== TASK INSTRUCTIONS ==
Please report each line in the data below that contains the string "black".

== TASK MATERIAL ==
------------------------------
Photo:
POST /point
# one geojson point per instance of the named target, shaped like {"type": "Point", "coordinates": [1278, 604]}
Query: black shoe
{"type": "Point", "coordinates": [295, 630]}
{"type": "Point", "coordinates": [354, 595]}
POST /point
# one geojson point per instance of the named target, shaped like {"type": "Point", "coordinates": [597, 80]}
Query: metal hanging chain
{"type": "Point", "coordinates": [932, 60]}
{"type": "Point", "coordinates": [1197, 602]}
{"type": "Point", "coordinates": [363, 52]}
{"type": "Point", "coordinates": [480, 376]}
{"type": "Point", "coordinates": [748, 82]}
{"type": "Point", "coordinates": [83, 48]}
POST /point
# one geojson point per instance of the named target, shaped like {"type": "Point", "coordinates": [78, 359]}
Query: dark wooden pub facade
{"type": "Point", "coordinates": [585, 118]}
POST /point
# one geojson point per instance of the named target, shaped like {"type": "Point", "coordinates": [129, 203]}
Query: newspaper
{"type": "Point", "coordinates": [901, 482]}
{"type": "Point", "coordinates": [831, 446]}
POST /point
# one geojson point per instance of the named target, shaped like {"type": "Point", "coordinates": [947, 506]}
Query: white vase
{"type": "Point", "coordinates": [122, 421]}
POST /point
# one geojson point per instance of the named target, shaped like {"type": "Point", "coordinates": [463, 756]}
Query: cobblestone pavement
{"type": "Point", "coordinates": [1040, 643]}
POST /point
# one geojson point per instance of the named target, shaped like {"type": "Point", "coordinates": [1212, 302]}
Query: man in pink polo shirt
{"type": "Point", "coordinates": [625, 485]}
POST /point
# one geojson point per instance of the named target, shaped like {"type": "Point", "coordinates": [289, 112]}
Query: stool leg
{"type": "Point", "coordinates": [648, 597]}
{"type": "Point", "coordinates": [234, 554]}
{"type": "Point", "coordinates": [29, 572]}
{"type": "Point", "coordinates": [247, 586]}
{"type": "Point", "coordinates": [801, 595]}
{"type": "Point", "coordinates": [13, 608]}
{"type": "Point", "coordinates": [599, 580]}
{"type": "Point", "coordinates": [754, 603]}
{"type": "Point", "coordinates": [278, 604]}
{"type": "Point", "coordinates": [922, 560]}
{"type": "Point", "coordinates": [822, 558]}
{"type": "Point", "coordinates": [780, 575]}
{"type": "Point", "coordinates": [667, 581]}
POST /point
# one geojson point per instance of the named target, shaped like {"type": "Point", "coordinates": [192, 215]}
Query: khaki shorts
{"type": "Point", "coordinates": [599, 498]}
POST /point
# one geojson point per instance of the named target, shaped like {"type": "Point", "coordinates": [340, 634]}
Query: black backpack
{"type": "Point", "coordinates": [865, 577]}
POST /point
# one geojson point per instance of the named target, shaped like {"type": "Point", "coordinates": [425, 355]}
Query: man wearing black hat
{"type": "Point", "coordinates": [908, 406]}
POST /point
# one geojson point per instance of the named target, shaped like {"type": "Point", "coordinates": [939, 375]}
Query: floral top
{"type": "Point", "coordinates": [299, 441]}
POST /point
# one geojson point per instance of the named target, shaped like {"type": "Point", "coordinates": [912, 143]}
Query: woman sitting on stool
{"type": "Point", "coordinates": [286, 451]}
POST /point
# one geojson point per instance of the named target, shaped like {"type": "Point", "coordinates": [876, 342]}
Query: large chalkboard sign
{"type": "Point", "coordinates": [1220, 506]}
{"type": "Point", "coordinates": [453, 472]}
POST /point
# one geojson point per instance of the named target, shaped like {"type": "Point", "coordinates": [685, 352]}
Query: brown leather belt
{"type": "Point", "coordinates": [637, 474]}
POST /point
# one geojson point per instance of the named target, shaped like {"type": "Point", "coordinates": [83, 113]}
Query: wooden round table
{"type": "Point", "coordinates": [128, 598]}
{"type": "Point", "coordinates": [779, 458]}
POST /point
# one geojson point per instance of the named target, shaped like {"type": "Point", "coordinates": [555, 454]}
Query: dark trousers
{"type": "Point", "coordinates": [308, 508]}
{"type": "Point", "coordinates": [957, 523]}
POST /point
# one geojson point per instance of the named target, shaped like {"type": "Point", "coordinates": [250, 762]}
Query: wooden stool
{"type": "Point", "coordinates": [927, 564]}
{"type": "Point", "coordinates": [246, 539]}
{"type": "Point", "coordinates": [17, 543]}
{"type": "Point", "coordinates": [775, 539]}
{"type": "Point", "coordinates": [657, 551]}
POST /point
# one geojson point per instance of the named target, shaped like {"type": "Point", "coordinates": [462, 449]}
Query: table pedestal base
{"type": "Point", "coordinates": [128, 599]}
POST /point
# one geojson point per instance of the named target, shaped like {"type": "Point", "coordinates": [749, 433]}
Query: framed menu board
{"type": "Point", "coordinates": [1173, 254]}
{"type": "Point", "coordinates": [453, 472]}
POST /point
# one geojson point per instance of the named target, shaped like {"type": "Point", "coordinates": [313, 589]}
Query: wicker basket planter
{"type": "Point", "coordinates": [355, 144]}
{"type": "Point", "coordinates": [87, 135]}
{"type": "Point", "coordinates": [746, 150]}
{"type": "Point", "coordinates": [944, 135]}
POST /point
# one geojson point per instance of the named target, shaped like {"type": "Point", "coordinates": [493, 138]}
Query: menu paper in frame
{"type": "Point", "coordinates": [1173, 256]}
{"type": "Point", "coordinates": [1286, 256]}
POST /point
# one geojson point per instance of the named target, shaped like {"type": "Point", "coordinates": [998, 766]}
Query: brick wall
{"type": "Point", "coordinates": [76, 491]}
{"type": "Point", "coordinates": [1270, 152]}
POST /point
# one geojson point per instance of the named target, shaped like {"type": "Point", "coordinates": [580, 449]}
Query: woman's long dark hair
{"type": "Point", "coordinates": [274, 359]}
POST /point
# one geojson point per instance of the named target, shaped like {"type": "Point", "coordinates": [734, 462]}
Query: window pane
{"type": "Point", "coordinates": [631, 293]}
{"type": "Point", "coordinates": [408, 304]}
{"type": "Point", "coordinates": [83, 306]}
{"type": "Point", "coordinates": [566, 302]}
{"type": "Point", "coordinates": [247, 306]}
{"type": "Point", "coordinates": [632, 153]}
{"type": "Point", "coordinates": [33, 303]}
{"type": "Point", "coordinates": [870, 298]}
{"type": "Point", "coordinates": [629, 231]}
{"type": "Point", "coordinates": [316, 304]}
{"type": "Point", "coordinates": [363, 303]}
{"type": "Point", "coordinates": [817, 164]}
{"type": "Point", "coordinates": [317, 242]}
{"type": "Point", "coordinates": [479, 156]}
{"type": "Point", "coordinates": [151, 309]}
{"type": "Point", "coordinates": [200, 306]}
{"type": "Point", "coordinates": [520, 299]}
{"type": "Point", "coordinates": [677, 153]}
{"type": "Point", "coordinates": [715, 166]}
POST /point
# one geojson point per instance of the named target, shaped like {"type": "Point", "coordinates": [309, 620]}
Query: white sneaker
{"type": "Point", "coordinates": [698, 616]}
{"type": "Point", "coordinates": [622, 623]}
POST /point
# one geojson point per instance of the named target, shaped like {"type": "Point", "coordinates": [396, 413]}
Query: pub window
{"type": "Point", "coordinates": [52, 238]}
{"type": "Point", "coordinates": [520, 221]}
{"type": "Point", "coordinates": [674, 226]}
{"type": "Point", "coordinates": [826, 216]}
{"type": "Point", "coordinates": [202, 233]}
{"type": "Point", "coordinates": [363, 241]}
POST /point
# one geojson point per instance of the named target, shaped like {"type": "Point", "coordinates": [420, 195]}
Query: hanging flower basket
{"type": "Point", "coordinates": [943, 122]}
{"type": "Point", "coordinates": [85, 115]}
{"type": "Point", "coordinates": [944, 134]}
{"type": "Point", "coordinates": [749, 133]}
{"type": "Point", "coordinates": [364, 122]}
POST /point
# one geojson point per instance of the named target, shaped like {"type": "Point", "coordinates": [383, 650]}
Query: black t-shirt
------------------------------
== TASK SOLUTION ==
Query: black shoe
Query: black backpack
Query: man wearing black hat
Query: black t-shirt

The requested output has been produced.